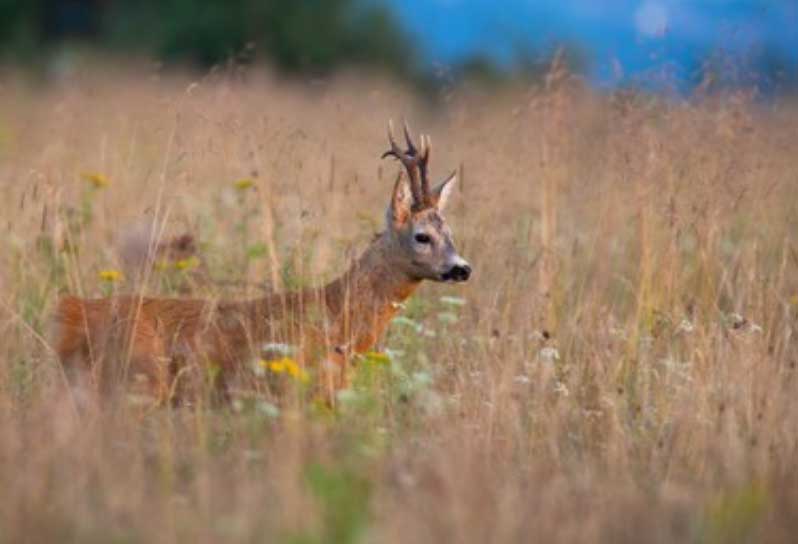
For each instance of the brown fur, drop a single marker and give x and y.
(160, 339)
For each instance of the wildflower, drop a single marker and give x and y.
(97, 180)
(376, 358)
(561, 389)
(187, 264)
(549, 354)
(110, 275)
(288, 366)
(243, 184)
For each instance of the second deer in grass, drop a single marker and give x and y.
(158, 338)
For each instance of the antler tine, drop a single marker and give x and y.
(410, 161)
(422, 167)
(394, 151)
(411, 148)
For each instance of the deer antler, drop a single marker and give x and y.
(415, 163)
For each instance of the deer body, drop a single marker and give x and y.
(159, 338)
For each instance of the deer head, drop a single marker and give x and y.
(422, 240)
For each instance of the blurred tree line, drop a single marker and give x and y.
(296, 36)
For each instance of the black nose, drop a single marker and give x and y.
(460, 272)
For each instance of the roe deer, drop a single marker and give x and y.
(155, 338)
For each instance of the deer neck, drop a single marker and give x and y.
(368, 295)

_ _ _ _ _ _ _

__PROMPT__:
Search the entries for the line holding "For each instance of the deer body, drop". Return that line and the ones after it through the last, exactly.

__ANSWER BOX__:
For each instance of the deer body, drop a single marker and give x and y.
(159, 338)
For each instance of the deer head, drop a single marker and give x and y.
(422, 240)
For each instance of the blurred tree line, drop a single marker and give x and y.
(296, 36)
For each instance of the black nose, drop a single marker and give x and y.
(460, 272)
For each instance of the roe deer, drop a single marker and give x and y.
(155, 338)
For each instance of the deer neck, drop a single marker and give x and y.
(368, 295)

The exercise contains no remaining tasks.